## TASK REQUIREMENTS
Render the part of the data that opens with the line containing "water, that would be most helpful." and closes with the line containing "[[[197,187],[188,186],[177,186],[172,192],[196,192]]]" as a Markdown table with the columns Row and Line, numbering each row and omitting blank lines. Leave the pictures out of the table.
****************************************
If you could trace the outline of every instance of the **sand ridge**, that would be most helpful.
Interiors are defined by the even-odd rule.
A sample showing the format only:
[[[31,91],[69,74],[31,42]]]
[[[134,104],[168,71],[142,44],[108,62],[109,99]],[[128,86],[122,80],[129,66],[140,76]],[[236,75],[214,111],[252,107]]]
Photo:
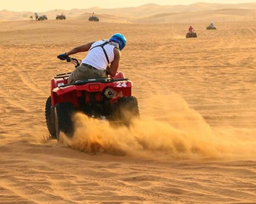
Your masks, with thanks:
[[[196,24],[198,38],[186,39],[184,24],[1,22],[0,202],[255,202],[255,24],[222,22],[214,32]],[[117,32],[129,40],[120,70],[133,82],[142,121],[127,140],[111,129],[115,137],[97,135],[105,143],[93,150],[49,140],[50,80],[74,69],[57,55]],[[161,148],[164,140],[172,151]]]

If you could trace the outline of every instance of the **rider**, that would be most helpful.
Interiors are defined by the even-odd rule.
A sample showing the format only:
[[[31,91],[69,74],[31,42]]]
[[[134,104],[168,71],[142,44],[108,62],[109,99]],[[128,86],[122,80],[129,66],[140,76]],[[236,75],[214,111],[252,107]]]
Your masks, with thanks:
[[[191,26],[190,26],[189,27],[189,28],[188,28],[188,32],[189,32],[189,33],[193,33],[194,31],[195,31],[194,29],[193,28],[193,27],[192,27]]]
[[[114,76],[119,65],[120,51],[126,43],[125,37],[120,33],[116,33],[108,40],[89,42],[59,55],[58,58],[65,60],[70,55],[88,52],[81,64],[70,75],[68,82],[72,83],[80,79],[105,77],[108,74]]]

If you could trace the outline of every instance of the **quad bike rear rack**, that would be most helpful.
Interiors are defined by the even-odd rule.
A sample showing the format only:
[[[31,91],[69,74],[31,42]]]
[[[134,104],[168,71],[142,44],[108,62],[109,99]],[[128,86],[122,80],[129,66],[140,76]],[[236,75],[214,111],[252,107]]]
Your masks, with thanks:
[[[54,79],[64,79],[66,77],[69,77],[71,73],[72,72],[60,73],[59,74],[56,75],[55,76],[54,76]]]
[[[109,82],[120,82],[121,81],[127,81],[127,80],[129,80],[128,78],[115,79],[109,77],[109,78],[102,77],[101,78],[96,78],[96,79],[95,78],[86,79],[83,80],[77,80],[73,83],[68,84],[62,86],[60,86],[59,88],[66,87],[72,85],[76,85],[76,86],[84,85],[88,83],[107,83]]]

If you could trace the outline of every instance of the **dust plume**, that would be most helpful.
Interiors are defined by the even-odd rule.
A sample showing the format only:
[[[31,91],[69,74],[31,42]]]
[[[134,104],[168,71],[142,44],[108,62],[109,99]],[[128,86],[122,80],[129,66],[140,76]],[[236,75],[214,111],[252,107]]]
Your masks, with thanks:
[[[156,103],[162,108],[154,112],[150,105]],[[129,128],[76,113],[74,137],[62,134],[61,141],[92,154],[147,158],[249,159],[256,154],[256,130],[214,129],[177,95],[158,95],[142,104],[146,116],[142,114]]]

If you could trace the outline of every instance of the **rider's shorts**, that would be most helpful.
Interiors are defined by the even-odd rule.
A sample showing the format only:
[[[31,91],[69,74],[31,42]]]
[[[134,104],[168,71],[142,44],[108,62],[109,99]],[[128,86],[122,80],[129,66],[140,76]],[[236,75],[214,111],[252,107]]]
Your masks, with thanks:
[[[105,70],[97,69],[87,64],[81,64],[70,74],[68,83],[71,84],[78,80],[99,78],[106,76]]]

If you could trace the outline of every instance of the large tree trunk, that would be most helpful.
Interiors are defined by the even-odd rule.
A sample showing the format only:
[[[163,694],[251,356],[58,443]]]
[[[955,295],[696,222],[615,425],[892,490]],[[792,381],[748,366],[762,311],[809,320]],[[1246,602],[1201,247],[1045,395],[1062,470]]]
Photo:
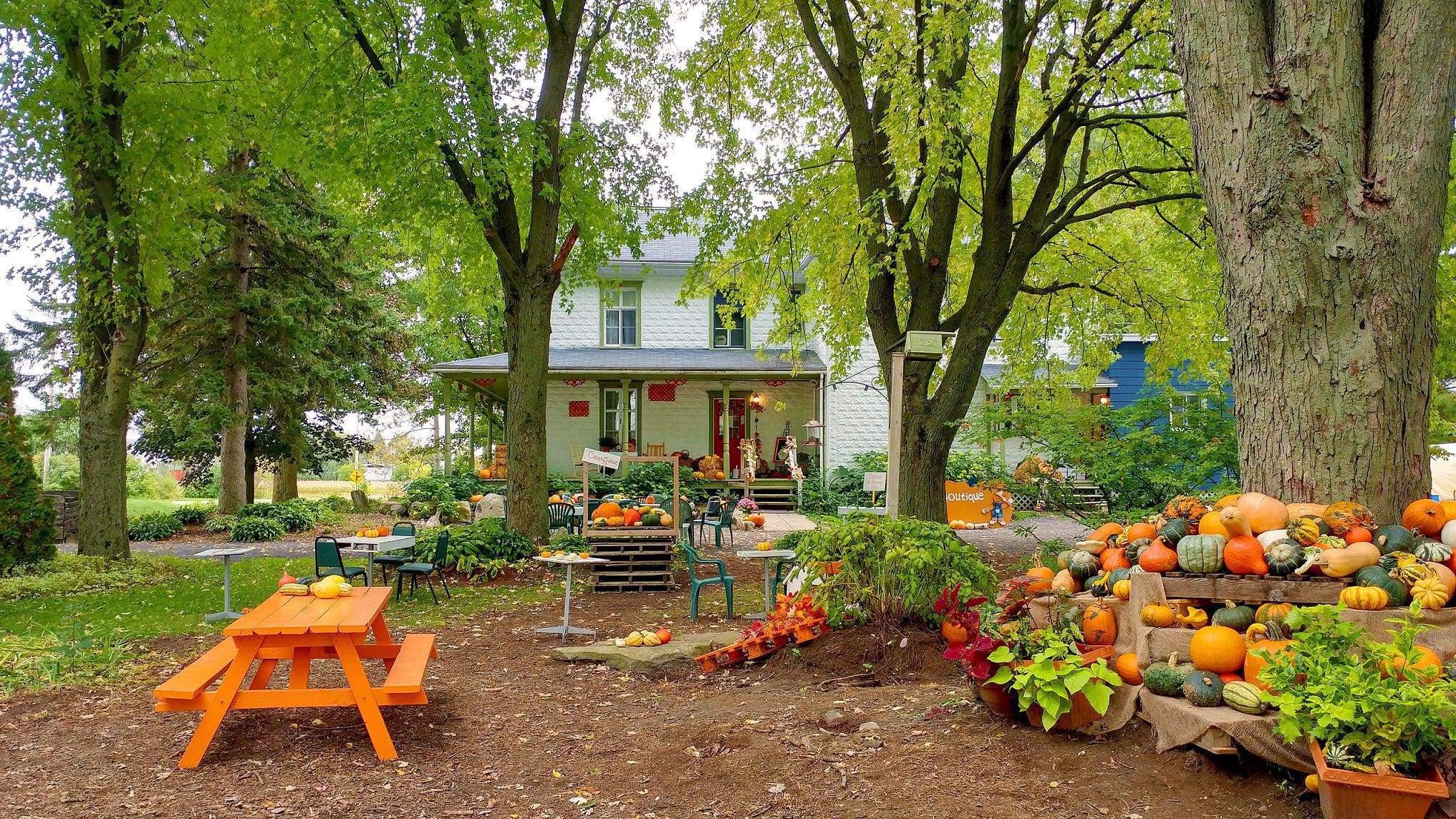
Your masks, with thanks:
[[[1398,519],[1430,492],[1456,4],[1174,7],[1243,489]]]
[[[242,182],[252,161],[250,151],[239,151],[229,163],[233,182]],[[236,196],[243,193],[234,192]],[[239,506],[252,502],[252,486],[248,479],[248,454],[245,439],[252,423],[252,406],[248,400],[248,313],[243,303],[248,298],[248,273],[253,263],[252,233],[248,217],[234,214],[232,220],[233,239],[229,256],[229,297],[233,300],[233,319],[229,326],[227,364],[223,368],[224,393],[229,422],[223,428],[221,468],[217,486],[217,512],[232,515]]]
[[[505,412],[505,509],[511,528],[545,543],[546,356],[555,288],[507,287],[505,351],[511,377]]]

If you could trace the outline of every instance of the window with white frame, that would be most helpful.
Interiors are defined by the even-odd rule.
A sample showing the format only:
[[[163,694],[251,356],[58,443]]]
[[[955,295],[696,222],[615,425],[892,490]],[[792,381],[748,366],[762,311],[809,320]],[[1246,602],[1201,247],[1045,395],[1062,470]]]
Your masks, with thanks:
[[[724,292],[713,294],[713,349],[748,349],[748,317]]]
[[[622,400],[623,393],[626,394],[626,401]],[[628,412],[628,441],[641,441],[642,426],[638,407],[642,403],[642,388],[630,387],[623,390],[620,384],[601,385],[601,436],[617,439],[617,447],[625,451],[628,441],[620,441],[623,403],[626,403]]]
[[[642,285],[601,288],[601,346],[641,346]]]

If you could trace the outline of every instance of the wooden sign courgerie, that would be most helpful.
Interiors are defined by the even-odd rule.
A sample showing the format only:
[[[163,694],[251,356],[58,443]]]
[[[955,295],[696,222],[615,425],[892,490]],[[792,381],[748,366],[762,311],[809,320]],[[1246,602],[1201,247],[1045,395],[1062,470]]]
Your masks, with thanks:
[[[945,482],[945,519],[962,521],[968,528],[1009,527],[1010,492],[971,486],[964,480]]]

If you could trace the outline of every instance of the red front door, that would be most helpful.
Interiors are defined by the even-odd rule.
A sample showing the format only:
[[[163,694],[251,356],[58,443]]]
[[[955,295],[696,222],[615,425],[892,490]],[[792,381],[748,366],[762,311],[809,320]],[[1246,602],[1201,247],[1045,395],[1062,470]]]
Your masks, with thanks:
[[[725,474],[732,474],[743,464],[743,452],[738,442],[748,436],[748,401],[747,399],[728,400],[728,466]],[[724,400],[713,399],[713,455],[724,454]]]

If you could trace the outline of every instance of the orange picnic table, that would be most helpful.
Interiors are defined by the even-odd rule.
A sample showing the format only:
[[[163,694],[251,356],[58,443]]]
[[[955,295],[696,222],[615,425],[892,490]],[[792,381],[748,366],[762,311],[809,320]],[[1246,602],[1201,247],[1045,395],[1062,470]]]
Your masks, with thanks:
[[[275,594],[223,628],[221,643],[153,691],[159,713],[204,711],[178,767],[195,768],[223,717],[239,708],[357,707],[379,758],[397,758],[379,708],[424,704],[425,665],[438,655],[434,634],[409,634],[399,643],[390,637],[389,594],[383,586],[332,599]],[[365,642],[370,634],[373,643]],[[309,665],[320,659],[339,660],[348,688],[309,688]],[[384,660],[383,685],[370,684],[365,659]],[[288,687],[268,688],[278,660],[288,660]],[[245,688],[253,662],[258,672]],[[218,678],[217,690],[208,691]]]

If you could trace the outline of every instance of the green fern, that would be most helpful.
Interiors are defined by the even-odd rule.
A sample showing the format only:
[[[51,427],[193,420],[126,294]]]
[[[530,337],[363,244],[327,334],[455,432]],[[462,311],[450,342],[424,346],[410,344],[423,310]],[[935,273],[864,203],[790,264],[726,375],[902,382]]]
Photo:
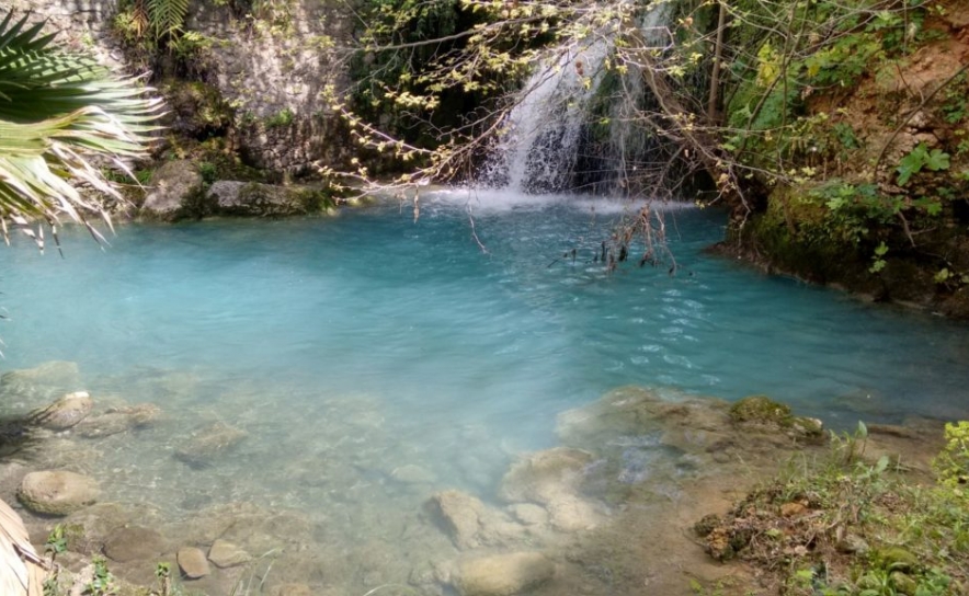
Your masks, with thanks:
[[[144,0],[156,37],[173,36],[182,31],[189,0]]]

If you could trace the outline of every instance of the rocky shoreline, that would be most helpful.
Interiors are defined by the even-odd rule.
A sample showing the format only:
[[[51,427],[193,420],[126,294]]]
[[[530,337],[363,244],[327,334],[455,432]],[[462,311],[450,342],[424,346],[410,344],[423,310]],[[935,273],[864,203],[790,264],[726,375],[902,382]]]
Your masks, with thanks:
[[[225,495],[172,515],[173,503],[111,498],[103,486],[111,480],[102,477],[113,470],[102,468],[100,452],[130,448],[176,412],[101,399],[79,382],[72,363],[0,379],[8,403],[34,408],[25,431],[7,440],[18,446],[5,446],[0,497],[24,508],[39,550],[62,529],[66,551],[57,563],[65,589],[90,574],[92,558],[104,557],[127,586],[122,594],[157,585],[159,562],[176,570],[186,588],[212,596],[239,586],[272,596],[380,586],[384,594],[429,596],[694,594],[694,582],[711,586],[745,572],[710,559],[688,528],[725,513],[784,460],[816,457],[825,443],[817,421],[762,397],[730,404],[623,387],[561,413],[560,445],[517,456],[494,494],[448,488],[421,465],[403,463],[386,470],[380,483],[408,496],[383,505],[341,509],[329,501],[330,511],[309,514],[239,501],[227,486]],[[58,391],[66,394],[50,401]],[[340,408],[345,424],[355,417],[379,425],[374,411]],[[870,452],[911,450],[924,443],[923,431],[887,427],[884,447]],[[171,449],[169,466],[214,473],[244,456],[251,434],[228,420],[201,424]],[[337,491],[371,494],[353,492],[365,481],[374,481],[372,472],[345,475]],[[200,498],[191,485],[175,490]]]

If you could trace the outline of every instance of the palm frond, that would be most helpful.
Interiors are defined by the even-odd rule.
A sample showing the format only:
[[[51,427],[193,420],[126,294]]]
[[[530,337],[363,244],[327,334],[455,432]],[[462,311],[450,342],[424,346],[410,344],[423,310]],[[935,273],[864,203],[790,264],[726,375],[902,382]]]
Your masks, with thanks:
[[[184,0],[174,0],[183,2]],[[116,78],[93,59],[68,54],[43,36],[37,25],[0,22],[0,233],[8,221],[29,229],[31,220],[54,226],[67,217],[88,226],[107,209],[86,198],[79,185],[124,202],[95,167],[146,157],[160,100],[150,99],[138,78]],[[32,237],[43,248],[43,236]]]
[[[189,0],[147,0],[148,16],[155,26],[155,34],[161,37],[182,30],[185,14],[189,13]]]
[[[43,559],[31,545],[23,519],[0,500],[0,594],[42,596]]]

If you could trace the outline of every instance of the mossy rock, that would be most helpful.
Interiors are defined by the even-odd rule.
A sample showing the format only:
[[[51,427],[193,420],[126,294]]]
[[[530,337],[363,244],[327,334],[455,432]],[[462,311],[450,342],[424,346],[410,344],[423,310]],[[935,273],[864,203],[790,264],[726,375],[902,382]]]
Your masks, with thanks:
[[[778,403],[766,396],[749,396],[730,406],[730,420],[738,423],[772,424],[791,426],[794,416],[790,406]]]
[[[213,85],[170,80],[161,89],[171,108],[164,124],[181,136],[198,140],[225,136],[235,119],[235,111]]]

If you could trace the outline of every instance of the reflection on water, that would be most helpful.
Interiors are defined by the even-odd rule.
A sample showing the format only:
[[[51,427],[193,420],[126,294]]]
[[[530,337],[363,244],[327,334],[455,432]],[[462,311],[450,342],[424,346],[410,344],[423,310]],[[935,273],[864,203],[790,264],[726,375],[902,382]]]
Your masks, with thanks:
[[[103,501],[145,507],[173,542],[231,538],[258,557],[282,540],[305,557],[274,573],[334,594],[385,582],[440,592],[441,553],[455,546],[426,523],[429,497],[457,489],[482,516],[504,512],[498,485],[516,458],[554,447],[557,414],[618,386],[767,393],[833,426],[965,415],[965,326],[705,256],[717,213],[666,214],[677,275],[608,275],[593,259],[620,211],[440,195],[415,222],[395,205],[133,225],[103,251],[68,231],[64,260],[21,241],[0,251],[12,316],[0,371],[79,368],[48,375],[53,387],[7,383],[0,406],[77,389],[102,412],[159,405],[142,428],[68,434],[38,457],[98,478]],[[618,481],[647,482],[665,457],[654,437],[619,438]],[[542,515],[584,515],[557,503],[517,503],[494,522],[511,534],[483,547],[540,543]],[[601,505],[590,511],[607,515]]]

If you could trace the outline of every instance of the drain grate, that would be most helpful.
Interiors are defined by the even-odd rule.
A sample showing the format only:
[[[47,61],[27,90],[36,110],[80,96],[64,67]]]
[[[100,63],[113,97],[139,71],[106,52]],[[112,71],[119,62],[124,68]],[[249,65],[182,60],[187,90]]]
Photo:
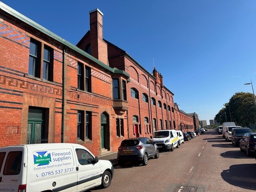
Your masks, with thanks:
[[[197,187],[188,186],[177,186],[172,192],[196,192]]]

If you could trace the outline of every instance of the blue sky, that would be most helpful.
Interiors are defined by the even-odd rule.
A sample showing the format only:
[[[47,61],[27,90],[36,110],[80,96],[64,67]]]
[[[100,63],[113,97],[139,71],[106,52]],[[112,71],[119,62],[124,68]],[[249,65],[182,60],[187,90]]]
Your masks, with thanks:
[[[255,0],[0,1],[74,45],[98,8],[104,38],[150,73],[154,56],[180,109],[208,124],[256,86]]]

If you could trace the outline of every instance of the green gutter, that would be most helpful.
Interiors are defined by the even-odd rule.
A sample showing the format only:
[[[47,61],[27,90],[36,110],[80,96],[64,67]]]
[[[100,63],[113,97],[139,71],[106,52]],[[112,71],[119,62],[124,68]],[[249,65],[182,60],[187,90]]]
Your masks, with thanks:
[[[59,36],[55,34],[51,31],[48,30],[46,28],[43,27],[42,26],[39,25],[38,24],[36,23],[34,21],[31,20],[29,18],[24,16],[22,14],[20,13],[17,11],[14,10],[8,6],[6,5],[2,2],[0,1],[0,10],[2,10],[4,12],[10,14],[10,15],[15,17],[16,18],[20,20],[21,21],[26,23],[27,24],[30,25],[31,27],[37,29],[40,32],[44,33],[44,34],[48,35],[50,37],[55,39],[59,43],[63,44],[64,46],[66,48],[69,48],[70,49],[75,51],[78,53],[82,55],[83,56],[87,57],[88,59],[98,64],[101,67],[104,68],[108,71],[112,72],[112,73],[115,73],[115,70],[112,68],[104,64],[102,62],[99,61],[96,58],[92,56],[91,55],[88,54],[86,52],[83,51],[81,49],[80,49],[76,46],[74,45],[73,44],[70,43],[68,41],[64,39],[61,38]],[[124,73],[124,74],[130,77],[130,75],[127,73]]]

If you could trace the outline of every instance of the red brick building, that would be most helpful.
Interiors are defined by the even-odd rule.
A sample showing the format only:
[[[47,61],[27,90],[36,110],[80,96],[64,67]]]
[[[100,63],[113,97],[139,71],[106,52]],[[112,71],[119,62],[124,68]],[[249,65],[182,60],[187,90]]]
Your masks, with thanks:
[[[76,46],[0,4],[0,147],[72,142],[100,155],[127,138],[194,129],[161,74],[103,39],[103,14],[90,14]]]

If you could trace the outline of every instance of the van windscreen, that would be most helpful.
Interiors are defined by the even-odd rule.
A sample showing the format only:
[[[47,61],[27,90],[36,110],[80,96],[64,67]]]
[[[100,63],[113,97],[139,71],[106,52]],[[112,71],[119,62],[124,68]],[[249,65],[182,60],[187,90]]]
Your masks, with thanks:
[[[244,134],[246,133],[251,133],[250,129],[237,129],[235,130],[235,134]]]
[[[154,138],[161,138],[169,136],[169,131],[156,131],[154,133],[153,137]]]
[[[4,175],[18,175],[20,172],[22,151],[11,151],[7,155],[4,168]]]

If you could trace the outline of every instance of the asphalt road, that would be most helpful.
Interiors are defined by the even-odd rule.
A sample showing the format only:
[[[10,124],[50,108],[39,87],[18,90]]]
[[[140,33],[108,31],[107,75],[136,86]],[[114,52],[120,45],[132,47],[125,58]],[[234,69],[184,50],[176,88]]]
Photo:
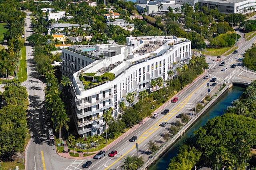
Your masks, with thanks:
[[[26,22],[28,26],[25,28],[25,36],[28,37],[32,33],[30,27],[30,16],[28,16],[26,18]],[[242,38],[240,40],[237,49],[238,53],[222,57],[222,61],[224,61],[226,63],[226,65],[224,66],[219,66],[219,62],[216,61],[216,58],[214,57],[206,57],[206,61],[210,64],[206,75],[209,75],[210,78],[216,78],[216,83],[218,85],[215,87],[210,87],[211,91],[216,90],[224,81],[250,81],[256,79],[254,75],[242,71],[238,67],[235,68],[230,67],[233,63],[237,64],[240,63],[238,58],[241,57],[244,51],[250,47],[252,43],[255,42],[256,37],[247,42],[244,41]],[[32,140],[26,150],[26,169],[81,170],[83,169],[81,168],[83,163],[88,160],[92,161],[92,165],[88,169],[121,169],[120,166],[123,164],[124,156],[137,156],[138,150],[135,148],[135,143],[137,142],[129,141],[130,138],[138,135],[137,130],[135,128],[134,131],[129,136],[109,150],[106,150],[106,156],[100,160],[70,160],[62,158],[57,154],[54,146],[48,145],[46,119],[42,102],[44,99],[44,86],[34,69],[35,63],[31,55],[32,50],[31,47],[26,46],[28,78],[24,83],[25,85],[28,85],[26,86],[29,93],[29,115],[32,131]],[[226,71],[221,71],[224,67],[227,68]],[[148,154],[148,141],[152,140],[160,144],[163,134],[167,132],[167,128],[179,119],[176,117],[177,115],[180,113],[189,114],[193,112],[192,109],[195,103],[201,101],[208,94],[208,87],[207,87],[207,83],[209,83],[208,81],[209,79],[202,78],[194,82],[184,93],[178,96],[179,100],[177,103],[170,103],[164,108],[169,109],[170,111],[168,115],[160,115],[157,119],[150,119],[139,127],[139,150],[138,150],[139,156],[143,156],[145,160],[148,159],[150,154]],[[31,86],[33,83],[34,85]],[[211,84],[210,83],[210,85]],[[168,122],[168,125],[166,127],[160,127],[159,125],[162,121]],[[108,154],[113,150],[117,150],[118,154],[114,158],[108,157]]]
[[[27,38],[33,32],[30,26],[31,12],[27,12],[25,18],[27,26],[25,27],[25,36]],[[26,42],[27,43],[28,42]],[[22,83],[28,93],[29,117],[31,127],[30,140],[26,150],[26,167],[28,170],[63,170],[74,160],[59,156],[54,146],[48,144],[47,138],[48,128],[44,108],[42,101],[44,100],[43,91],[44,84],[39,79],[35,70],[35,63],[32,55],[32,47],[26,47],[27,57],[28,79]]]

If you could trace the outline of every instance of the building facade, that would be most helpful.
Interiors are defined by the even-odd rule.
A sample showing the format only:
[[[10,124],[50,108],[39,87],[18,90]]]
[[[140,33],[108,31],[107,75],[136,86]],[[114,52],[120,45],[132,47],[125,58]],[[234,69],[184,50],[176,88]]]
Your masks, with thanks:
[[[80,135],[102,133],[106,128],[104,112],[112,108],[112,116],[116,117],[120,102],[130,105],[126,99],[128,93],[135,94],[133,105],[138,101],[140,92],[145,90],[151,93],[160,87],[152,89],[152,80],[162,77],[164,82],[167,81],[168,71],[175,69],[174,63],[188,63],[191,58],[191,42],[186,38],[163,36],[128,37],[126,40],[127,46],[115,43],[96,45],[90,56],[89,53],[84,55],[82,53],[88,51],[90,47],[81,46],[80,50],[75,51],[74,47],[73,49],[62,49],[64,74],[68,63],[75,65],[80,59],[78,71],[72,70],[70,100],[73,118]],[[80,53],[76,53],[78,51]],[[86,61],[88,65],[84,65]],[[106,73],[112,74],[114,78],[109,80],[108,77],[104,77]],[[104,80],[97,83],[100,77]]]

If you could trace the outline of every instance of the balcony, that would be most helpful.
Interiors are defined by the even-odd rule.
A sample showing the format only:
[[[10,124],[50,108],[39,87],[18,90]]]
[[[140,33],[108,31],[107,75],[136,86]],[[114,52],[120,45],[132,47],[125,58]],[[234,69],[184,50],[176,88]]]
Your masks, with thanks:
[[[103,106],[102,109],[102,110],[106,109],[109,108],[110,107],[113,107],[113,102],[110,103],[109,105],[106,105],[105,106]]]
[[[92,124],[94,122],[98,122],[100,121],[100,118],[97,118],[94,120],[84,121],[83,123],[82,123],[81,121],[78,121],[77,122],[77,125],[78,127],[81,127],[88,125]]]
[[[113,104],[112,104],[112,105],[113,105]],[[94,111],[87,111],[87,112],[84,112],[83,115],[82,113],[78,113],[78,111],[77,111],[76,109],[75,110],[78,119],[82,119],[87,117],[87,116],[91,116],[93,114],[99,113],[100,111],[100,109]]]
[[[112,99],[113,98],[113,97],[114,97],[114,96],[113,95],[113,93],[112,93],[110,94],[110,95],[105,95],[105,97],[102,97],[102,101],[105,101],[107,100],[108,100],[110,99]]]

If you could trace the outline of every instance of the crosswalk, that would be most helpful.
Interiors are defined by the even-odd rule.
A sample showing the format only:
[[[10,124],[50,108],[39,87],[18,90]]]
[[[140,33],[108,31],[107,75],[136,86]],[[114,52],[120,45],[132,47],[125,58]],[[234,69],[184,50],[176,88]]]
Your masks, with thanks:
[[[70,164],[65,170],[82,170],[80,168],[84,160],[75,160]],[[79,168],[78,168],[78,167]]]

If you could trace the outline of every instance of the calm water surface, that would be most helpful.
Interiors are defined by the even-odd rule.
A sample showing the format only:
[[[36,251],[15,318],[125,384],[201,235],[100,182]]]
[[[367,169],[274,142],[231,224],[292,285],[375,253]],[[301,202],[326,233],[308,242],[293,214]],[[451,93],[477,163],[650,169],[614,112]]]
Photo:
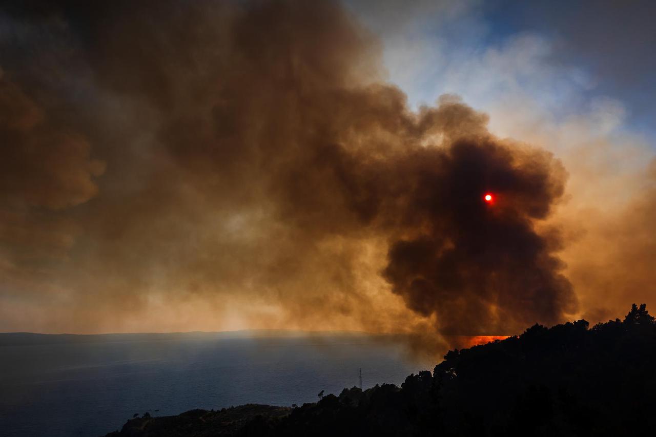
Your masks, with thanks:
[[[357,385],[359,367],[366,388],[434,365],[363,334],[0,334],[0,436],[97,437],[135,413],[300,404]]]

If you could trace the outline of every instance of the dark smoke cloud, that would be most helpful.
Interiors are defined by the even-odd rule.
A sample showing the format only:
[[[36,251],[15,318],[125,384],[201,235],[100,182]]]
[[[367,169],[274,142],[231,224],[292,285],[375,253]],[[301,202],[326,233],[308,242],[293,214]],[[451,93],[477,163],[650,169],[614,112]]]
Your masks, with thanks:
[[[50,5],[5,9],[4,66],[33,96],[7,85],[0,102],[3,208],[79,230],[43,280],[70,297],[47,329],[207,329],[241,312],[425,346],[575,311],[558,234],[537,230],[563,195],[559,162],[493,137],[455,97],[410,111],[339,5]],[[39,127],[39,104],[80,133]]]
****************************************
## WRITTEN SOLUTION
| Row | Line |
|---|---|
| 1 | If you could trace the outline of every instance of the reflection on water, that would be most helpful. |
| 2 | Interiors are defined by the even-odd rule. |
| 3 | A sample showing the format only: |
| 4 | [[[51,427],[193,420],[126,294]]] |
| 5 | [[[530,337],[363,244],[327,334],[455,432]],[[462,311],[450,342],[424,346],[410,344],[423,310]],[[935,273],[864,203],[790,264],[726,375],[902,382]]] |
| 6 | Your masks, with thanks: |
| 7 | [[[103,501],[145,507],[173,542],[231,538],[258,557],[282,540],[305,557],[274,573],[334,594],[385,582],[440,592],[441,553],[455,546],[426,523],[429,497],[457,489],[482,516],[504,512],[498,485],[516,458],[554,447],[557,414],[618,386],[767,393],[833,426],[965,415],[965,326],[705,256],[717,213],[666,214],[677,275],[608,275],[593,259],[620,211],[440,195],[415,222],[395,205],[133,225],[103,251],[68,231],[64,260],[21,241],[0,251],[12,316],[0,371],[79,368],[48,375],[53,387],[7,383],[0,406],[77,389],[102,412],[159,405],[142,428],[68,434],[38,457],[98,478]],[[618,481],[647,482],[665,457],[654,437],[619,438]],[[542,515],[584,515],[557,503],[517,503],[494,522],[511,534],[483,547],[540,543]],[[601,505],[590,511],[607,515]]] |
| 8 | If you could trace the outline of every instance of the drain grate, that would be most helpful. |
| 9 | Interiors are defined by the even-odd rule. |
| 10 | A sample showing the format only: |
| 11 | [[[47,61],[27,90],[36,110],[80,96],[64,67]]] |
| 12 | [[[100,63],[113,97],[139,71],[106,52]],[[112,71],[119,62],[124,68]],[[249,65],[182,60],[187,90]]] |
| 13 | Photo: |
| 14 | Your masks, with thanks: |
| 15 | [[[197,187],[188,186],[177,186],[172,192],[196,192]]] |